_TASK STATEMENT_
Below are the entries. Transcribe exactly the lines from the one with "positive clicks: (191, 164) (163, 142)" through the one with "155L193 178L205 170L364", ends included, and leave out all others.

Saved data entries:
┌──
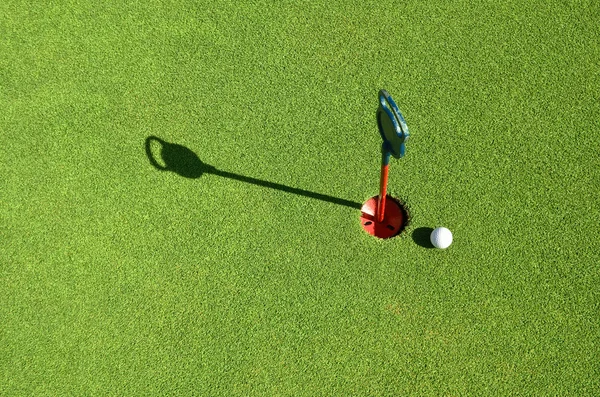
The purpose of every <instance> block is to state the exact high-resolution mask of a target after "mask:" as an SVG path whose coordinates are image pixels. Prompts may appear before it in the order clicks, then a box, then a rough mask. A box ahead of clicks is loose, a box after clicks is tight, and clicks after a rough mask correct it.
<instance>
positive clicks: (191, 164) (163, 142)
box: [145, 136, 362, 210]
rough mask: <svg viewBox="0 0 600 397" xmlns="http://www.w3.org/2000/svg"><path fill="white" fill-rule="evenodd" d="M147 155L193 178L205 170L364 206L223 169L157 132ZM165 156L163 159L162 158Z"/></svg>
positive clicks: (340, 201)
mask: <svg viewBox="0 0 600 397" xmlns="http://www.w3.org/2000/svg"><path fill="white" fill-rule="evenodd" d="M153 142H157V143H159V144H160V154H159V155H156V153H155V152H157V151H158V148H154V149H155V150H153V146H156V145H153ZM145 146H146V155H147V156H148V160H149V161H150V164H152V165H153V166H154V168H156V169H158V170H160V171H170V172H174V173H176V174H178V175H180V176H183V177H185V178H190V179H196V178H200V177H201V176H202V175H204V174H212V175H217V176H221V177H224V178H229V179H234V180H236V181H241V182H246V183H251V184H253V185H257V186H262V187H266V188H270V189H275V190H280V191H282V192H286V193H293V194H297V195H299V196H304V197H309V198H313V199H317V200H321V201H326V202H328V203H333V204H338V205H343V206H346V207H350V208H354V209H357V210H360V209H361V207H362V204H360V203H356V202H354V201H350V200H345V199H341V198H338V197H333V196H329V195H326V194H321V193H315V192H311V191H308V190H304V189H298V188H294V187H290V186H286V185H282V184H279V183H274V182H268V181H263V180H261V179H257V178H252V177H249V176H244V175H239V174H234V173H232V172H227V171H221V170H218V169H217V168H215V167H213V166H211V165H208V164H205V163H203V162H202V161H201V160H200V159H199V158H198V156H197V155H196V153H194V152H193V151H192V150H190V149H188V148H187V147H185V146H182V145H178V144H176V143H169V142H166V141H164V140H162V139H160V138H158V137H156V136H149V137H148V138H146V145H145ZM159 160H161V161H159Z"/></svg>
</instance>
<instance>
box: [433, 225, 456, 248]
mask: <svg viewBox="0 0 600 397" xmlns="http://www.w3.org/2000/svg"><path fill="white" fill-rule="evenodd" d="M431 244H433V246H434V247H435V248H440V249H445V248H448V247H449V246H450V244H452V232H451V231H450V230H448V229H446V228H445V227H438V228H437V229H435V230H434V231H433V232H431Z"/></svg>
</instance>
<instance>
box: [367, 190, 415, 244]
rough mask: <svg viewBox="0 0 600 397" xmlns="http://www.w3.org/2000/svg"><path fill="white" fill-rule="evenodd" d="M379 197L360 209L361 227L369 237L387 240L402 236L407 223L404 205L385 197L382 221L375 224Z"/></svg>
mask: <svg viewBox="0 0 600 397" xmlns="http://www.w3.org/2000/svg"><path fill="white" fill-rule="evenodd" d="M378 202H379V197H378V196H375V197H371V198H370V199H369V200H367V201H366V202H365V203H364V204H363V206H362V208H361V216H360V218H361V226H362V228H363V230H364V231H366V232H367V233H369V234H370V235H371V236H374V237H377V238H381V239H388V238H392V237H396V236H399V235H401V234H402V232H403V231H404V230H405V229H406V227H407V226H408V223H409V218H410V216H409V213H408V210H407V209H406V205H405V204H404V202H402V201H401V200H398V199H396V198H394V197H392V196H390V195H387V196H386V200H385V210H384V219H383V221H382V222H377V220H376V212H377V203H378Z"/></svg>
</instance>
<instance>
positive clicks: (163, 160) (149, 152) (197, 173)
mask: <svg viewBox="0 0 600 397" xmlns="http://www.w3.org/2000/svg"><path fill="white" fill-rule="evenodd" d="M146 155H147V156H148V160H150V163H151V164H152V165H153V166H154V167H155V168H156V169H158V170H161V171H171V172H174V173H176V174H177V175H180V176H183V177H185V178H190V179H196V178H200V177H201V176H202V175H203V174H204V173H210V172H214V171H215V167H213V166H210V165H208V164H205V163H203V162H202V160H200V159H199V158H198V156H197V155H196V153H194V152H193V151H191V150H190V149H188V148H186V147H185V146H182V145H178V144H176V143H169V142H166V141H164V140H162V139H160V138H158V137H156V136H149V137H148V138H146Z"/></svg>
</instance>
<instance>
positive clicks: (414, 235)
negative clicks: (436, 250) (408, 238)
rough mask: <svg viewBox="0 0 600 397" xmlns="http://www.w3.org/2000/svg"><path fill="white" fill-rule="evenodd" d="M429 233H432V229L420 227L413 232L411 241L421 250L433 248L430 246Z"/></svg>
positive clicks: (430, 228) (430, 233)
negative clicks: (427, 248)
mask: <svg viewBox="0 0 600 397" xmlns="http://www.w3.org/2000/svg"><path fill="white" fill-rule="evenodd" d="M431 232H433V229H432V228H430V227H420V228H418V229H415V230H414V231H413V233H412V239H413V241H414V242H415V243H416V244H417V245H420V246H421V247H423V248H435V247H434V246H433V244H431Z"/></svg>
└──
_ANSWER FOR THE TASK_
positive clicks: (191, 164) (163, 142)
box: [145, 136, 362, 210]
rough mask: <svg viewBox="0 0 600 397" xmlns="http://www.w3.org/2000/svg"><path fill="white" fill-rule="evenodd" d="M147 155L193 178L205 170L364 206L223 169L157 132ZM165 156L163 159L162 158Z"/></svg>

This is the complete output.